INSTRUCTIONS FOR THE TASK
Say how many lines of these entries include the word "valley", and answer with the number alone.

[Data entries]
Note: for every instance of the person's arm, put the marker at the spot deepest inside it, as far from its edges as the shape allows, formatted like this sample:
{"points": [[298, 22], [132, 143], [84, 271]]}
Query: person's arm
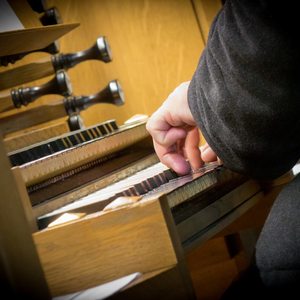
{"points": [[244, 96]]}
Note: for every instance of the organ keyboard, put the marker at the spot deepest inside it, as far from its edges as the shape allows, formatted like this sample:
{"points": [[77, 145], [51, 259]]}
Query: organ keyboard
{"points": [[89, 172]]}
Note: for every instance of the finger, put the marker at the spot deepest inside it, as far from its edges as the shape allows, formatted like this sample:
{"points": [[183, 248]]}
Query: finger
{"points": [[208, 155], [192, 151], [172, 159]]}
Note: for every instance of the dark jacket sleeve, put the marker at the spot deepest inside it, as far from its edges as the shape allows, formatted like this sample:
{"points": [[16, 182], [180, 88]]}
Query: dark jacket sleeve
{"points": [[245, 93]]}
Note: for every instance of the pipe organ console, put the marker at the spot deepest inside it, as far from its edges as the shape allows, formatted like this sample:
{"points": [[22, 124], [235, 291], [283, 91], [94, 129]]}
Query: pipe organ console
{"points": [[47, 66], [100, 204]]}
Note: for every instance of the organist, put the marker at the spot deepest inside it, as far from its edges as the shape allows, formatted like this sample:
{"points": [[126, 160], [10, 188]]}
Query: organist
{"points": [[244, 97]]}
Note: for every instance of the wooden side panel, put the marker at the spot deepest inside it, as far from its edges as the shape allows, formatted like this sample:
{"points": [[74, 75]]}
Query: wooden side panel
{"points": [[36, 134], [104, 247], [20, 270], [206, 10]]}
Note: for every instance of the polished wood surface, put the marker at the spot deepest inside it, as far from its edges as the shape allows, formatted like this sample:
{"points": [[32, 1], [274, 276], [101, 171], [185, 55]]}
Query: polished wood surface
{"points": [[26, 73], [105, 246], [35, 134]]}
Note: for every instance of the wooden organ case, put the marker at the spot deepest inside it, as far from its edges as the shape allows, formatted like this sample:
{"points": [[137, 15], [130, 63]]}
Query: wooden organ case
{"points": [[131, 213]]}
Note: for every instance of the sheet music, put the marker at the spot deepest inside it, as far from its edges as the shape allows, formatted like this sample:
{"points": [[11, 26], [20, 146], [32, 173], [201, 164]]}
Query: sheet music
{"points": [[102, 291]]}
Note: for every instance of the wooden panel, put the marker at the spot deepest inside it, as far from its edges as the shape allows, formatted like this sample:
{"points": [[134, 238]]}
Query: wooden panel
{"points": [[26, 15], [32, 135], [155, 44], [206, 10], [104, 247], [17, 41]]}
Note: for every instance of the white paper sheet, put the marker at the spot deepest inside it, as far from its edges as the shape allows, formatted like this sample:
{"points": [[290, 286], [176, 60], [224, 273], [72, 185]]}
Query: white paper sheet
{"points": [[102, 291]]}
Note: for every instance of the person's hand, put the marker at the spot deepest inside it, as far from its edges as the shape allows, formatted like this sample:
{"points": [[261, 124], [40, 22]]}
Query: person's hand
{"points": [[175, 134]]}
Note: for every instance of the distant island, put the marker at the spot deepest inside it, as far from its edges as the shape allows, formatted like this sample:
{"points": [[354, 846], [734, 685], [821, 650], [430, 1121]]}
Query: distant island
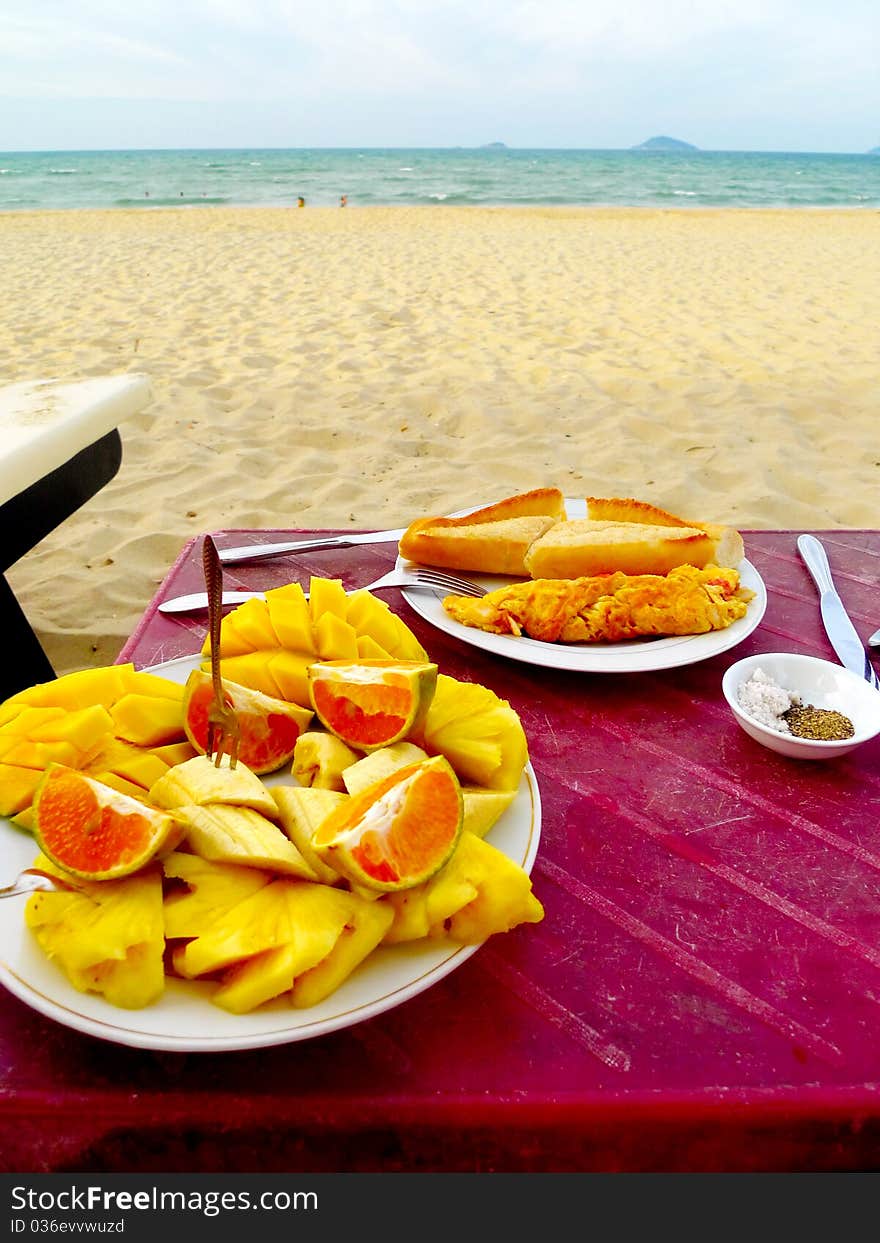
{"points": [[661, 143]]}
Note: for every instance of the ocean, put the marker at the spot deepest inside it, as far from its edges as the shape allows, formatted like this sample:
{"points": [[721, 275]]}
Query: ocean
{"points": [[461, 177]]}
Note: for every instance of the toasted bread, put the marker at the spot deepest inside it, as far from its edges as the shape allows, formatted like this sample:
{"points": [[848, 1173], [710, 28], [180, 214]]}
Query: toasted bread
{"points": [[489, 541], [633, 537]]}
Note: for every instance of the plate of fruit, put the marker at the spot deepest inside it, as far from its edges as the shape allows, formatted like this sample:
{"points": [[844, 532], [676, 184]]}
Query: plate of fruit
{"points": [[380, 823]]}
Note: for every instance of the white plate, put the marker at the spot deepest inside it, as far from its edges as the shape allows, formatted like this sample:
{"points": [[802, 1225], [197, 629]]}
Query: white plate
{"points": [[184, 1018], [634, 656]]}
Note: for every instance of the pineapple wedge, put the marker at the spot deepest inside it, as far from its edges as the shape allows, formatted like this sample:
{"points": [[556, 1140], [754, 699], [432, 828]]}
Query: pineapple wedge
{"points": [[479, 893], [301, 811], [364, 930], [200, 782], [308, 917], [484, 808], [380, 763], [241, 835], [213, 889], [477, 732], [321, 758], [107, 937]]}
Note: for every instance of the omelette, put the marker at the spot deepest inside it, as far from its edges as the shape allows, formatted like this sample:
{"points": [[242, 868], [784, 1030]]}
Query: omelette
{"points": [[608, 608]]}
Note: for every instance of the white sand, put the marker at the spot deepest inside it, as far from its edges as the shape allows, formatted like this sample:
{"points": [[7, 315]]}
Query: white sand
{"points": [[364, 367]]}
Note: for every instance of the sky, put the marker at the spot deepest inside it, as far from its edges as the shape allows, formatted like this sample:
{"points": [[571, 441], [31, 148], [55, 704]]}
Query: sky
{"points": [[725, 75]]}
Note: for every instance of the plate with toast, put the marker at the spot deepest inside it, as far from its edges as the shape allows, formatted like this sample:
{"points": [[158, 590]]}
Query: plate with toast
{"points": [[594, 584]]}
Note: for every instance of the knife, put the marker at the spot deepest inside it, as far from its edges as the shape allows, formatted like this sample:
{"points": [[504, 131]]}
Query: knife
{"points": [[199, 600], [260, 552], [840, 630]]}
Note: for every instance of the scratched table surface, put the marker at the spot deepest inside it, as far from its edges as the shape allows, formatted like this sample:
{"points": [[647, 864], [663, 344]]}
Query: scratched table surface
{"points": [[704, 992]]}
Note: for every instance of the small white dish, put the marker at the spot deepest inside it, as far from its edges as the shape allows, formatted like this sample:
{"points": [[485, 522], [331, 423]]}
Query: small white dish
{"points": [[819, 683]]}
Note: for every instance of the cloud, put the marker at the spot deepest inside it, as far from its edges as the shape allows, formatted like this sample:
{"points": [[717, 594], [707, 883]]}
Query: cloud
{"points": [[405, 65]]}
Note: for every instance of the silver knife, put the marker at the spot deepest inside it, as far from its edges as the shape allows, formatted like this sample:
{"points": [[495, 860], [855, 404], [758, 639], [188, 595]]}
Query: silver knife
{"points": [[840, 630], [199, 600], [260, 552]]}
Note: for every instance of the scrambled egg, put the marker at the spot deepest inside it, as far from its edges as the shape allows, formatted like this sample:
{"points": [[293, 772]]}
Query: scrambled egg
{"points": [[608, 608]]}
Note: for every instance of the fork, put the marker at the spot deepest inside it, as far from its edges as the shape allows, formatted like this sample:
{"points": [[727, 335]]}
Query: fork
{"points": [[30, 880], [417, 577], [223, 725]]}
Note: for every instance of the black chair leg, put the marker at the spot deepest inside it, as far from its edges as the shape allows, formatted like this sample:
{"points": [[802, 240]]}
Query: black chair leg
{"points": [[25, 661]]}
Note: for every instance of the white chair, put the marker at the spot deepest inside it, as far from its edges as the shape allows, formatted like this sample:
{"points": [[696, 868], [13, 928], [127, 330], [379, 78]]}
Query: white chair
{"points": [[59, 445]]}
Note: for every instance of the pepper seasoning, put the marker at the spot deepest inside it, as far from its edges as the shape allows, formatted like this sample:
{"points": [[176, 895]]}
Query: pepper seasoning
{"points": [[820, 724]]}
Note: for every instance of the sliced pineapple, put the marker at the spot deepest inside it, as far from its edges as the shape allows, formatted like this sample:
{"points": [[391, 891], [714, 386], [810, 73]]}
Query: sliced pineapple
{"points": [[380, 763], [477, 732], [482, 808], [213, 890], [148, 720], [107, 937], [301, 811], [199, 781], [479, 893], [366, 926], [310, 917], [241, 835]]}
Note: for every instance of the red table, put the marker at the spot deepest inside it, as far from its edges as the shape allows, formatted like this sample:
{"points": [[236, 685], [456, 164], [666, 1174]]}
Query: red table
{"points": [[704, 992]]}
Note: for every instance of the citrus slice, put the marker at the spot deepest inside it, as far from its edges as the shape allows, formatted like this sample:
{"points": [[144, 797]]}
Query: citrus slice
{"points": [[397, 833], [270, 727], [372, 704], [92, 830]]}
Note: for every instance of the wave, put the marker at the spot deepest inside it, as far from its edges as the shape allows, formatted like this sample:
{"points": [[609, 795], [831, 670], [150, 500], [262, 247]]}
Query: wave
{"points": [[168, 201]]}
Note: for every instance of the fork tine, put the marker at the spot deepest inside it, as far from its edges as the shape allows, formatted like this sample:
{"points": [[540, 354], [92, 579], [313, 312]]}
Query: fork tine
{"points": [[449, 581]]}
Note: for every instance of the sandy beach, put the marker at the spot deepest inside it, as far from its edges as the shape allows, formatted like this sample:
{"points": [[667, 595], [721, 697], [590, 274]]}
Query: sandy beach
{"points": [[326, 368]]}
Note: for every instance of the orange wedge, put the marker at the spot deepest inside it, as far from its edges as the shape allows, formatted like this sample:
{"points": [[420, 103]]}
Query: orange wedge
{"points": [[372, 704], [92, 830], [397, 833], [270, 726]]}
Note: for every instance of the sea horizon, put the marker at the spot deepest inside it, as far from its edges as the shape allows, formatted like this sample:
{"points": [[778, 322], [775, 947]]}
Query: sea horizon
{"points": [[487, 175]]}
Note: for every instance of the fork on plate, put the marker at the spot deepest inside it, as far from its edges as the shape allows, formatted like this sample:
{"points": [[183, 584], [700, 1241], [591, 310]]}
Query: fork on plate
{"points": [[30, 880], [224, 731], [417, 577]]}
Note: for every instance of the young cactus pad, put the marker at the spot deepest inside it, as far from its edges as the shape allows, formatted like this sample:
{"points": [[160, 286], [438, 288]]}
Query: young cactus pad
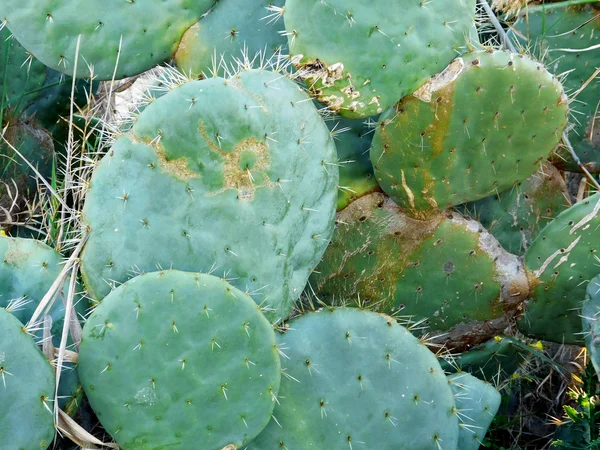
{"points": [[483, 125], [27, 270], [235, 177], [230, 29], [26, 389], [353, 139], [389, 55], [19, 72], [175, 359], [567, 40], [448, 271], [590, 314], [562, 259], [357, 379], [516, 216], [116, 37], [477, 403]]}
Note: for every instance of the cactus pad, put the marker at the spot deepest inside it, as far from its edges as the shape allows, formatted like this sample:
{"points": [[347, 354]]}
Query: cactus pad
{"points": [[567, 39], [27, 270], [353, 140], [477, 403], [590, 314], [230, 29], [389, 56], [172, 359], [448, 271], [145, 32], [516, 216], [562, 259], [235, 176], [358, 379], [483, 125], [26, 389]]}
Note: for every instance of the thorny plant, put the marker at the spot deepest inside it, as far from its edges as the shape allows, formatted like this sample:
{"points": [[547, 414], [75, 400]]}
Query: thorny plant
{"points": [[54, 214]]}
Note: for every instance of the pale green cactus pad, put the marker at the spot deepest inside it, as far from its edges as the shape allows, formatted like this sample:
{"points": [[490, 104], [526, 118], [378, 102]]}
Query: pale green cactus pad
{"points": [[174, 359], [360, 58], [26, 389], [235, 177], [477, 403], [590, 314], [448, 271], [566, 39], [516, 216], [232, 30], [121, 37], [358, 379], [483, 125], [562, 259]]}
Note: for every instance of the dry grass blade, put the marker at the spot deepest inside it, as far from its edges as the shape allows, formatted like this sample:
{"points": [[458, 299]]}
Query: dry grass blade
{"points": [[58, 283], [77, 434]]}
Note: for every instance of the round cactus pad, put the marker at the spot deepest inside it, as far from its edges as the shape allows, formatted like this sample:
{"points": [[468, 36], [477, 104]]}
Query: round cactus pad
{"points": [[562, 258], [26, 389], [477, 403], [357, 379], [236, 177], [483, 125], [232, 29], [27, 270], [121, 37], [590, 319], [390, 56], [177, 360]]}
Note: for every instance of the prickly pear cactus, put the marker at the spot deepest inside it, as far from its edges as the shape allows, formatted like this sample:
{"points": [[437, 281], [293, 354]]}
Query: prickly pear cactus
{"points": [[18, 179], [353, 139], [497, 359], [448, 271], [389, 56], [561, 260], [516, 216], [120, 37], [483, 125], [590, 315], [358, 379], [174, 359], [477, 403], [27, 270], [230, 29], [26, 389], [236, 177], [565, 39], [21, 75]]}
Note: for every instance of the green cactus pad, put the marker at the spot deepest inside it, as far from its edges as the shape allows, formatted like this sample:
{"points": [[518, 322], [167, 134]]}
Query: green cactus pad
{"points": [[20, 74], [27, 270], [515, 217], [565, 38], [234, 177], [562, 259], [448, 271], [497, 359], [389, 56], [483, 125], [174, 359], [26, 389], [230, 29], [353, 140], [590, 315], [357, 379], [477, 403], [146, 32]]}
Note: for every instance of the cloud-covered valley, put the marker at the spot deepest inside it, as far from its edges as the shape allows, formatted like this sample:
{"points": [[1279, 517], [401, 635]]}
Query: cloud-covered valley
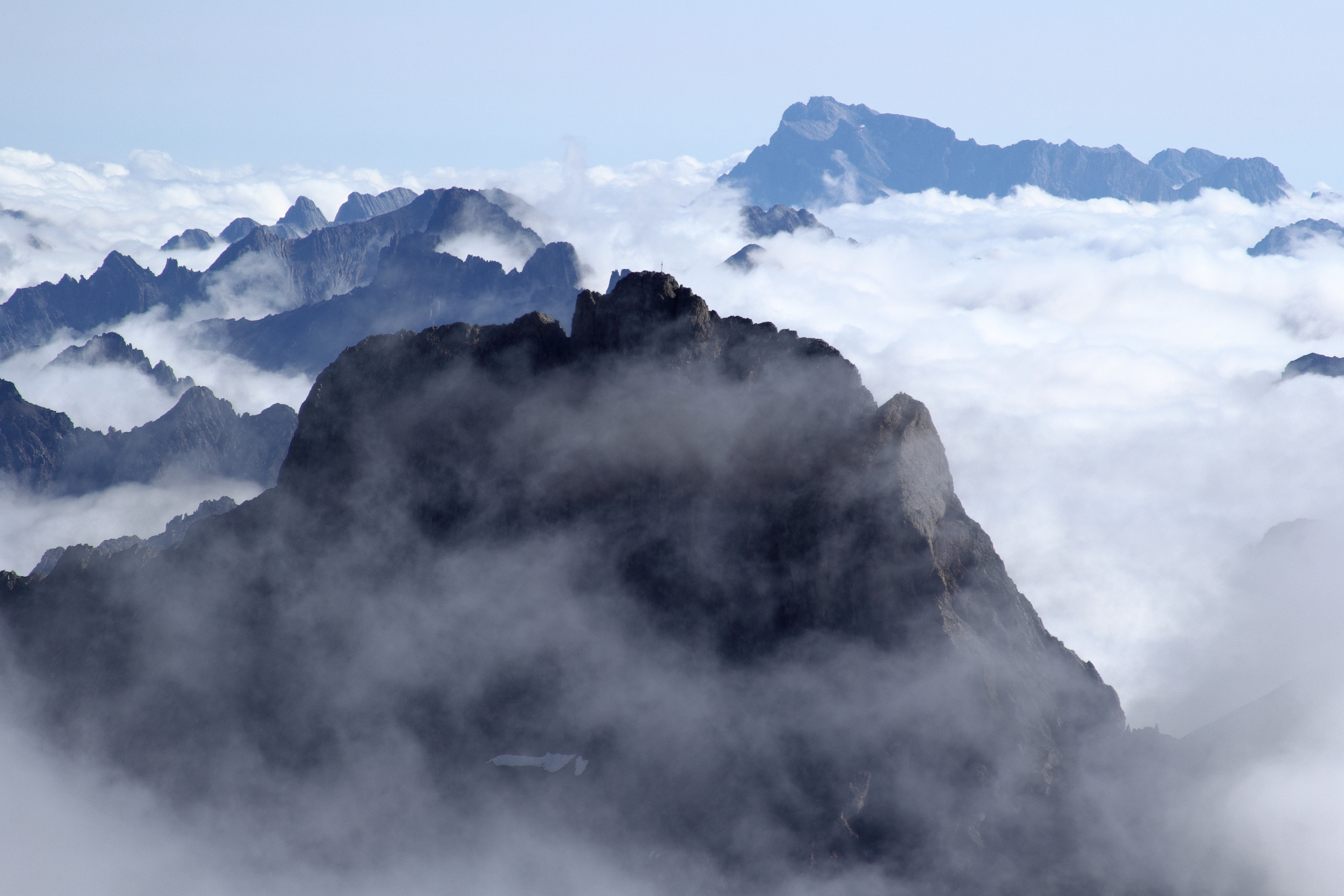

ANSWER BELOW
2